Quote the lines below verbatim, character for character, without altering anything.
>> Begin RECORD EXTRACTS
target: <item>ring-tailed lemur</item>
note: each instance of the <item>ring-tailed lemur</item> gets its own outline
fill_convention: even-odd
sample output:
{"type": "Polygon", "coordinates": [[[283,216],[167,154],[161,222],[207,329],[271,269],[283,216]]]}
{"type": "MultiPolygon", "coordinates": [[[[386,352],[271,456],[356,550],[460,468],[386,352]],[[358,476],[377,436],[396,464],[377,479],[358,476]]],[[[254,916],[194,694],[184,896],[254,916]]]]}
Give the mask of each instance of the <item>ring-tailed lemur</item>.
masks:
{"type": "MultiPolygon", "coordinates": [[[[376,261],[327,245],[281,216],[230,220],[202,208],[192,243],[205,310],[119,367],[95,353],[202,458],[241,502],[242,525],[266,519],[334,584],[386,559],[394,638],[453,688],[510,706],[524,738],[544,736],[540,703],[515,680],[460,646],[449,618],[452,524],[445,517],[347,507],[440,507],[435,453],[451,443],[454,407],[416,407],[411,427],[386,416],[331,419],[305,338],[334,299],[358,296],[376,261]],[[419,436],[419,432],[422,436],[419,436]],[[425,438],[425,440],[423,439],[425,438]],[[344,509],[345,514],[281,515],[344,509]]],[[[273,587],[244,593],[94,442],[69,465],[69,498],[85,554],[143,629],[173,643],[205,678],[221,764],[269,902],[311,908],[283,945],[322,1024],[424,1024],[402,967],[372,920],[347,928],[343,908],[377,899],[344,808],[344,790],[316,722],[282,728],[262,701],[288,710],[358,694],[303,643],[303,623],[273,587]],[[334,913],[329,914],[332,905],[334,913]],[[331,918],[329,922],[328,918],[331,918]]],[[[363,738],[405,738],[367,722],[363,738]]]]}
>> End RECORD EXTRACTS
> SOLUTION TO THIS PROBLEM:
target: <item>ring-tailed lemur</item>
note: each instance of the <item>ring-tailed lemur</item> gets its own outline
fill_convention: even-odd
sample output:
{"type": "Polygon", "coordinates": [[[283,216],[167,154],[161,222],[207,329],[271,269],[283,216]]]}
{"type": "MultiPolygon", "coordinates": [[[[386,352],[271,456],[356,550],[460,468],[386,352]],[[358,476],[377,436],[396,464],[377,479],[358,476]]],[[[254,916],[194,694],[184,896],[254,916]]]]}
Give the mask of each instance of the <item>ring-tailed lemur</item>.
masks:
{"type": "MultiPolygon", "coordinates": [[[[376,261],[327,245],[281,216],[230,220],[202,208],[192,243],[205,310],[119,367],[95,353],[202,458],[241,502],[242,525],[266,519],[334,584],[386,559],[394,638],[453,688],[510,706],[524,738],[544,736],[540,703],[515,680],[460,646],[449,618],[452,524],[445,517],[347,507],[440,507],[435,453],[451,443],[454,407],[416,407],[411,427],[386,416],[331,419],[305,338],[334,299],[358,296],[376,261]],[[419,436],[419,432],[422,436],[419,436]],[[425,438],[425,440],[423,439],[425,438]],[[344,509],[345,514],[281,515],[344,509]]],[[[273,587],[244,593],[94,442],[69,465],[69,498],[85,554],[143,629],[173,643],[205,678],[221,764],[269,902],[311,908],[283,945],[322,1024],[424,1024],[402,967],[372,920],[347,928],[343,908],[377,899],[344,808],[344,790],[316,722],[282,728],[262,701],[288,710],[358,694],[303,643],[303,623],[273,587]],[[334,913],[329,914],[332,905],[334,913]],[[331,918],[329,922],[328,918],[331,918]]],[[[363,738],[405,738],[367,722],[363,738]]]]}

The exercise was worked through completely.